EXERCISE INSTRUCTIONS ▸
Please copy the data below exactly; none of the pictures in it belong in the copy.

DATA SUPPLIED ▸
◆ ◆ ◆

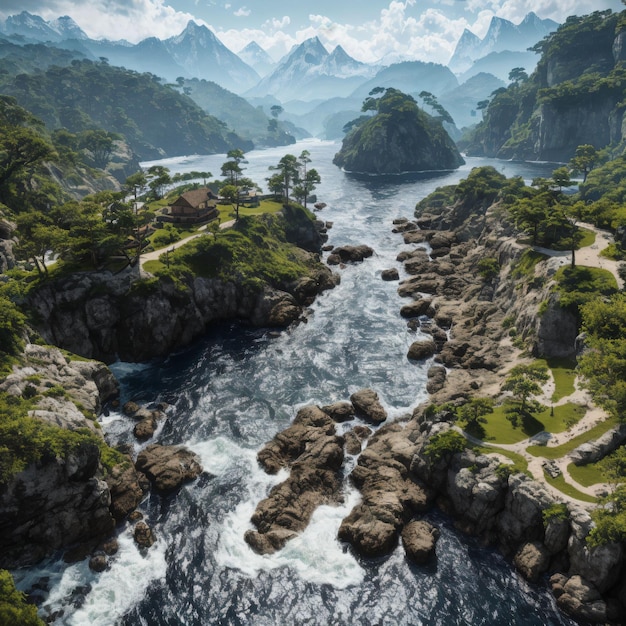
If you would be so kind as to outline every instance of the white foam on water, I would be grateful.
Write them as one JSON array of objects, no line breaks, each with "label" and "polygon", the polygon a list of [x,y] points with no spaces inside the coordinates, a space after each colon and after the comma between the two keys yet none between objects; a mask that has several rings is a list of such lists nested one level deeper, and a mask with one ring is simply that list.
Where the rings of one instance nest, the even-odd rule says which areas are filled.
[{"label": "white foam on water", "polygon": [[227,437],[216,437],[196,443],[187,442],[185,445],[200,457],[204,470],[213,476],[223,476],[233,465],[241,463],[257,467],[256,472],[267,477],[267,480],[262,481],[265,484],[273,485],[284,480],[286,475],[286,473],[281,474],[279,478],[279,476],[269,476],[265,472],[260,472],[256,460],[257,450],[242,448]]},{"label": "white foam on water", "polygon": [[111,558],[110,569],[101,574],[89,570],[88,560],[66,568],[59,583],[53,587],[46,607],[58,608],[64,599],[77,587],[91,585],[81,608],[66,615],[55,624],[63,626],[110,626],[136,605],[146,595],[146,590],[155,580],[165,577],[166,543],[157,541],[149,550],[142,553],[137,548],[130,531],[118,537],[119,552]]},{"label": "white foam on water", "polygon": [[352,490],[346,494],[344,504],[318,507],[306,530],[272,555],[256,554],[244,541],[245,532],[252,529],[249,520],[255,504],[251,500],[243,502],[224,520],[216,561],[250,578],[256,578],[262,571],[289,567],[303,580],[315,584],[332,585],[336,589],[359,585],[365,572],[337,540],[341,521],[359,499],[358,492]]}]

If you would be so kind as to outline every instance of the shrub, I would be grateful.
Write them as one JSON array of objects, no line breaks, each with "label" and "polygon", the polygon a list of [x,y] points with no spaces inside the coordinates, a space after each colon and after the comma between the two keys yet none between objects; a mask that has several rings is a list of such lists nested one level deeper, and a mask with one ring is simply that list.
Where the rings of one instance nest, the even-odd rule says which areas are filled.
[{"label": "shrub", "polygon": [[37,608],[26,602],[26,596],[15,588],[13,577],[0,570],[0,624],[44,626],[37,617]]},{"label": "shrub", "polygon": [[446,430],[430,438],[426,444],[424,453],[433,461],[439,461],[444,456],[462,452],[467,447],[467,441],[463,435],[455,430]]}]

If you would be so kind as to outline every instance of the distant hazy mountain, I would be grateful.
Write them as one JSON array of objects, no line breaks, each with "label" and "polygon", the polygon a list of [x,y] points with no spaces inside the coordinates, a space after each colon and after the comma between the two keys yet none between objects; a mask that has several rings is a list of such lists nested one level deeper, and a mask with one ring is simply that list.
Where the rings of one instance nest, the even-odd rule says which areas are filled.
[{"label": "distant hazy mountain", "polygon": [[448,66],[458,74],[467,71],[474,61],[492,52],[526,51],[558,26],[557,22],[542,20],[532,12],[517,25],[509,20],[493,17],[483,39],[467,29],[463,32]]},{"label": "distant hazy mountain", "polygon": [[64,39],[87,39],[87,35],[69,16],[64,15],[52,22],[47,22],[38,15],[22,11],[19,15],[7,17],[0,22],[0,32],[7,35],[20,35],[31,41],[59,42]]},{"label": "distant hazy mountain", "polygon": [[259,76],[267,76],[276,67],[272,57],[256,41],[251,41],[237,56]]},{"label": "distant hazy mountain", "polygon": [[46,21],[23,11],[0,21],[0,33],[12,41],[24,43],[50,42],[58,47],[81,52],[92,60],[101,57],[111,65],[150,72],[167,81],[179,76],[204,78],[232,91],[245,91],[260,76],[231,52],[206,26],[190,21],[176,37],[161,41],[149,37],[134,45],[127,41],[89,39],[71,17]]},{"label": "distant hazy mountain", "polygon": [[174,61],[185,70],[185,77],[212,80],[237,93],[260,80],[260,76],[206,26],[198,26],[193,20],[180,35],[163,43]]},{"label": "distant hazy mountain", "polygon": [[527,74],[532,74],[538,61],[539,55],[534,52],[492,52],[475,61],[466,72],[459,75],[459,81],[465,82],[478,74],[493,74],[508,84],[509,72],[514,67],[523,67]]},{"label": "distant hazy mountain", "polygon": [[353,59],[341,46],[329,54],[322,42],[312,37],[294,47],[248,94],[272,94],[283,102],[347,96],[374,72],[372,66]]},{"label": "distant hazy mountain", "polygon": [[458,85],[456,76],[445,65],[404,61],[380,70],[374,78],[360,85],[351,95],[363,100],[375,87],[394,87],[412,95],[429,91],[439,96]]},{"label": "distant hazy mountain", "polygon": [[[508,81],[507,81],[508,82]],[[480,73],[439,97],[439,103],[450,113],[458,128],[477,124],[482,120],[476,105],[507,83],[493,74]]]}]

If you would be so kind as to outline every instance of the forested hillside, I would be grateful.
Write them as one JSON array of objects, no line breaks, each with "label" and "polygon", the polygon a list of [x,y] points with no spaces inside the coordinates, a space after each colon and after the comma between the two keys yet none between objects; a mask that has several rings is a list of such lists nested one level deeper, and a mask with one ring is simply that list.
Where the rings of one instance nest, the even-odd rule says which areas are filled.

◆ ◆ ◆

ANSWER FOR THE TASK ▸
If you would be so kind as to outline every instance of the white foam on water, I would be grateful.
Write them as one JSON array of objects, no line breaks, each with "label" and "polygon", the polygon a list of [x,y] points with no spaces inside the coordinates, a space after each colon and after the comma between the two keys yet none between objects; a mask that has several rings is a list of such lists nested one level deeper, and a mask with one ring is simply that list.
Where the rings of one instance nest, the even-odd rule says which areas are filled.
[{"label": "white foam on water", "polygon": [[227,437],[216,437],[196,443],[187,442],[185,445],[200,457],[204,470],[213,476],[223,476],[233,465],[241,463],[257,467],[256,472],[267,477],[267,480],[262,481],[265,484],[273,485],[284,480],[286,475],[286,473],[281,474],[279,478],[279,476],[269,476],[265,472],[260,472],[256,460],[257,450],[242,448]]},{"label": "white foam on water", "polygon": [[111,558],[110,569],[101,574],[89,570],[88,560],[66,568],[59,583],[53,587],[46,607],[58,608],[64,599],[77,587],[91,585],[81,608],[66,615],[55,624],[63,626],[110,626],[136,605],[146,595],[146,590],[155,580],[165,577],[166,543],[157,541],[149,550],[142,553],[137,548],[130,531],[118,537],[119,552]]},{"label": "white foam on water", "polygon": [[352,490],[346,494],[344,504],[318,507],[306,530],[272,555],[256,554],[244,541],[245,532],[252,529],[249,520],[255,504],[251,500],[243,502],[224,520],[216,561],[250,578],[256,578],[262,571],[289,567],[303,580],[315,584],[332,585],[336,589],[359,585],[365,572],[337,540],[341,521],[359,499],[358,492]]}]

If you would be so kind as to outline every instance of the shrub, I would be grateful.
Write them as one JSON array of objects, no line breaks, each with "label" and "polygon", the polygon a list of [x,y] points with no spaces inside the coordinates, a space after each colon and after the comma between the two keys yet none between objects; a mask that has several rings is a list of such lists nested one level deeper, and a mask with one ring is simply that list.
Where the rings of one instance nest, the even-odd rule says which areas are filled.
[{"label": "shrub", "polygon": [[37,608],[26,602],[26,596],[15,588],[13,577],[0,570],[0,624],[44,626],[37,617]]},{"label": "shrub", "polygon": [[446,430],[430,438],[426,444],[424,453],[433,461],[439,461],[444,456],[462,452],[467,447],[467,441],[463,435],[455,430]]}]

If you would be so kind as to outline every instance of the distant hazy mountain, I would be grateful.
Write them as one JSON array of objects, no line breaks, each with "label" and "polygon", the polygon a list of [x,y] points with no spaces inside the coordinates, a space after each colon and after the comma between the two keys yet none between objects; a mask that has several rings is a list of such lists nested one level deeper, and a mask with one ring is simply that list.
Where the rings of one instance nest, the even-odd rule says which areas are filled.
[{"label": "distant hazy mountain", "polygon": [[448,66],[458,74],[467,71],[474,61],[492,52],[526,51],[558,26],[557,22],[542,20],[532,12],[517,25],[509,20],[493,17],[483,39],[467,29],[463,32]]},{"label": "distant hazy mountain", "polygon": [[64,39],[87,39],[87,35],[69,16],[64,15],[52,22],[47,22],[38,15],[22,11],[19,15],[7,17],[0,22],[0,32],[7,35],[20,35],[31,41],[59,42]]},{"label": "distant hazy mountain", "polygon": [[259,76],[267,76],[276,67],[272,57],[256,41],[251,41],[237,56]]},{"label": "distant hazy mountain", "polygon": [[46,21],[23,11],[0,21],[0,33],[12,41],[24,43],[50,42],[58,47],[81,52],[92,60],[101,57],[111,65],[150,72],[167,81],[179,76],[204,78],[232,91],[245,91],[260,76],[231,52],[206,26],[190,21],[176,37],[161,41],[149,37],[134,45],[127,41],[89,39],[71,17]]},{"label": "distant hazy mountain", "polygon": [[174,61],[185,70],[185,77],[212,80],[237,93],[260,80],[260,76],[206,26],[198,26],[193,20],[180,35],[163,43]]},{"label": "distant hazy mountain", "polygon": [[527,74],[532,74],[538,61],[539,55],[534,52],[492,52],[475,61],[466,72],[459,75],[459,81],[465,82],[478,74],[493,74],[508,84],[509,72],[514,67],[523,67]]},{"label": "distant hazy mountain", "polygon": [[353,59],[341,46],[329,54],[322,42],[312,37],[294,47],[248,94],[272,94],[283,102],[347,96],[374,72],[372,66]]},{"label": "distant hazy mountain", "polygon": [[458,85],[456,76],[445,65],[404,61],[380,70],[374,78],[360,85],[351,95],[363,100],[375,87],[394,87],[412,95],[429,91],[439,96]]},{"label": "distant hazy mountain", "polygon": [[[508,81],[507,81],[508,82]],[[480,73],[439,97],[439,103],[450,113],[458,128],[477,124],[482,120],[476,105],[507,83],[493,74]]]}]

If you would be so kind as to outline every instance of the forested hillside, I would be grateful.
Write them as one JSON array of objects, no line breaks, each with "label" and "polygon", the polygon a list of [x,y] points with no spaces inside the coordinates, a space after each colon and after the comma between the two keys yet none between objects; a mask that has several rings is a list of such lists nested one level deeper, and a mask with one ring is simply that list.
Where the rings of one instance nest, the even-odd rule says which areas are filled.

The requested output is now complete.